Word for word, retype the lines from the one containing "Target: shoulder bag" to the one containing "Target: glass window pane" below, keeping both end lines and dropping the pictures.

-------- DATA UNDER STUDY

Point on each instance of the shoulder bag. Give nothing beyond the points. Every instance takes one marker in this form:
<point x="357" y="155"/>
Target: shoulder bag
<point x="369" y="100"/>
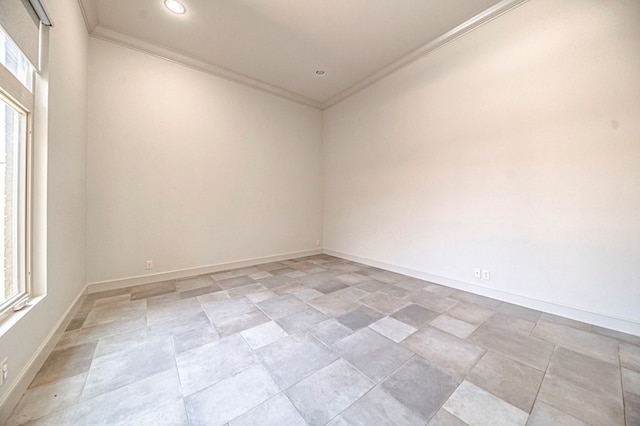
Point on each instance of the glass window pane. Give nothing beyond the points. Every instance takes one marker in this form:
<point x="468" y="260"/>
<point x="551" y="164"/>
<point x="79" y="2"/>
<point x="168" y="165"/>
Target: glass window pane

----------------
-------- DATA UNDER STUDY

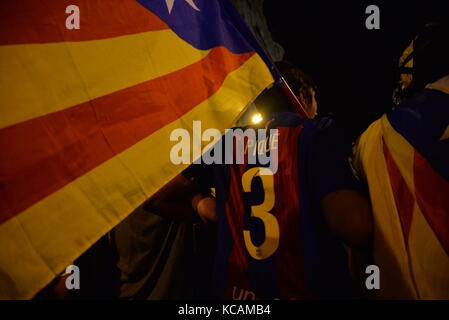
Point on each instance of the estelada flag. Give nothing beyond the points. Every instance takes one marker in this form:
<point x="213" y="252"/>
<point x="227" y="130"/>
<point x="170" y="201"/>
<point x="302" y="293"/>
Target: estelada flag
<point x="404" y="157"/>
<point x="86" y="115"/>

----------------

RESULT:
Target: shoulder bag
<point x="369" y="100"/>
Point on each instance of the glass window pane. Give nothing beyond the points. Every instance takes one marker in this form:
<point x="468" y="260"/>
<point x="551" y="164"/>
<point x="79" y="2"/>
<point x="168" y="165"/>
Target: glass window pane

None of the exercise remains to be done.